### Document:

Today's Paper State News Hutchinson 2024 LEARNS Guide Newsletters Opinion Sports Obits Games Archive Notices Core Values

Loss felt from elimination of only dance degree program in Arkansas

UALR move called 1 less resource for state to offer by Jaime Adame | September 20, 2021 at 7:18 a.m.
University of Arkansas at Little Rock students attend a dance class Thursday, Sept. 16, 2021 at UALR's Center for Performing Arts. (Arkansas Democrat-Gazette/Staci Vandagriff)

Dance enthusiasts continue to mourn the loss of a degree program at the University of Arkansas at Little Rock, the only one of its kind in the state.

There's some hope another university in Arkansas will step up to offer a dance degree, said Stephanie Thibeault, formerly a tenured associate professor of dance at UALR.

But nothing is certain, said Thibeault, who is continuing on at UALR this year as a visiting assistant professor to help students remaining in the dance program complete their degrees.

"Dancers across the state need somewhere to be able to study dance without having to leave the state to go to college. It's been a need for a long time," said Thibeault. "I am in discussions with people about trying to see if that could happen."

Thibeault said she's reached out to the University of Arkansas, Fayetteville, among other schools.

"A year ago I would have said it's a longshot, it's a dream. I think now I would say it could be possible, and, of course, I'm hopeful that it will be," Thibeault said.

A spokesman for UA-Fayetteville said there are no plans to offer a degree in dance.

### Set tasks:
1. In the article, what did a spokesman for UA-Fayetteville say about a dance degree?
2. Based on the article, explain why Thibeault hopes another Arkansas university will offer a dance degree.
Answer using only the article.

### Information provided:
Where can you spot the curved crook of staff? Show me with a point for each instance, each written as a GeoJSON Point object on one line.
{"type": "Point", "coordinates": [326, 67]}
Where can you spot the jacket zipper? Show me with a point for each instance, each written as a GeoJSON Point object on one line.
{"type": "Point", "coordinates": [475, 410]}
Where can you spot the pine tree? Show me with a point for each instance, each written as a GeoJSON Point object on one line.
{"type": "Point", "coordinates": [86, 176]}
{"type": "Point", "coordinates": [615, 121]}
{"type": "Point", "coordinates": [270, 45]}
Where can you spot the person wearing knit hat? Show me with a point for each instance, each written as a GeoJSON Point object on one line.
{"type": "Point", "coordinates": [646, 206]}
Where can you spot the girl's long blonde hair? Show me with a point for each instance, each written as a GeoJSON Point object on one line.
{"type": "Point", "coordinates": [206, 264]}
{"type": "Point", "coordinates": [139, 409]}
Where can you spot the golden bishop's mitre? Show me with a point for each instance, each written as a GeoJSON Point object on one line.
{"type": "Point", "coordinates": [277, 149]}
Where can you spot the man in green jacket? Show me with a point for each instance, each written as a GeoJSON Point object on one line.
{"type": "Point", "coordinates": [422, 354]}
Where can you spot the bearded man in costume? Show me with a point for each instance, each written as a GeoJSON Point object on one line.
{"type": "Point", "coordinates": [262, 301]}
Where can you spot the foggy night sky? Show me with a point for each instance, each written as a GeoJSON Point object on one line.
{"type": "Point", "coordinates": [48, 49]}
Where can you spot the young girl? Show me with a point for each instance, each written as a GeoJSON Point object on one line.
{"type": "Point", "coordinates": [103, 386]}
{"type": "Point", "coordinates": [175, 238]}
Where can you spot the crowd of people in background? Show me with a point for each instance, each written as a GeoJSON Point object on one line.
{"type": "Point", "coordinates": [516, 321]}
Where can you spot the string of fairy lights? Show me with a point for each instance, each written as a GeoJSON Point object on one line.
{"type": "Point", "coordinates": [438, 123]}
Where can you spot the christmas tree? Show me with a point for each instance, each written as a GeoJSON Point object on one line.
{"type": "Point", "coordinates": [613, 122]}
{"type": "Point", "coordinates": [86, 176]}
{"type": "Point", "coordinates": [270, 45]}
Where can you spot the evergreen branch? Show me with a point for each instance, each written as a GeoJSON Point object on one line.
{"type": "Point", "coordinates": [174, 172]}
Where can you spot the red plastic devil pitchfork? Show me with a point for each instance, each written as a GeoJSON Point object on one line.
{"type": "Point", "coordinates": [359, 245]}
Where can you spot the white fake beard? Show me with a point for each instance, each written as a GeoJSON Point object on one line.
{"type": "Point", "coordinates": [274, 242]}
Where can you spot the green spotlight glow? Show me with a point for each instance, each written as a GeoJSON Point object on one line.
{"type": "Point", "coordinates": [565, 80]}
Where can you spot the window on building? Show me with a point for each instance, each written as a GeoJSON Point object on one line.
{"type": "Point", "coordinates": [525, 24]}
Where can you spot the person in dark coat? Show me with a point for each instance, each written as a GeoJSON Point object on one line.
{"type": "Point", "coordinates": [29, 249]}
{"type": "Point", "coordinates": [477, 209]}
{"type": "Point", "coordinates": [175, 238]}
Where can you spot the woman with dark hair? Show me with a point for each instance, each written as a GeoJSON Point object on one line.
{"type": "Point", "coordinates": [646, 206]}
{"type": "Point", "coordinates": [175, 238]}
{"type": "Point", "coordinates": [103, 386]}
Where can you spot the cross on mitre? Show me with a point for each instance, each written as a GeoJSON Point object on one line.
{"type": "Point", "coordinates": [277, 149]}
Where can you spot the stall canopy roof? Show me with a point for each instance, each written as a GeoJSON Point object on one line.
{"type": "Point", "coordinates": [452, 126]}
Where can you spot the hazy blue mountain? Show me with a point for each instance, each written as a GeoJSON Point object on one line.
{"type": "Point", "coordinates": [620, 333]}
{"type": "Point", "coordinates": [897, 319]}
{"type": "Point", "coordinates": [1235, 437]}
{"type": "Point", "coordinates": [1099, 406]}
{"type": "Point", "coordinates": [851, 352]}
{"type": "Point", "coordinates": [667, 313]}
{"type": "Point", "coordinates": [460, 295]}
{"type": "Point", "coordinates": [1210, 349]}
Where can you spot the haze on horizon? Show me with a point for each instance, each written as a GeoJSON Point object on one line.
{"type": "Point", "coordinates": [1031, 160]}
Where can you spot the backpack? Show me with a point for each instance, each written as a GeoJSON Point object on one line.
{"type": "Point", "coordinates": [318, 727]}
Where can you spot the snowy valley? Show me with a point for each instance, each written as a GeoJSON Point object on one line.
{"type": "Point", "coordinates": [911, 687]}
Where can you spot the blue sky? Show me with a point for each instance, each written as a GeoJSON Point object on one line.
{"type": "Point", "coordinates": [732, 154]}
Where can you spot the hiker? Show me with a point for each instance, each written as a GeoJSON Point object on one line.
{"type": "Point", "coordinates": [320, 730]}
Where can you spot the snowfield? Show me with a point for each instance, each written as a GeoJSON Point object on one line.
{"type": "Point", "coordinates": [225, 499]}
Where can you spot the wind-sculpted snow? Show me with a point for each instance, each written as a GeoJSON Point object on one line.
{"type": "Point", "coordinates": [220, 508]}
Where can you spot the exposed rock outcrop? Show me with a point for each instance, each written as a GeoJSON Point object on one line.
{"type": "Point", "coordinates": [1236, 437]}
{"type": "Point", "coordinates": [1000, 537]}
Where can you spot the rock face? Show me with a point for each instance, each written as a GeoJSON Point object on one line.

### Solution list:
1. He said there are no plans to offer a degree in dance.

2. The UALR program was the only dance degree program in Arkansas. Thibeault says dancers across the state need somewhere to study dance without leaving the state for college, and that this has been a need for a long time.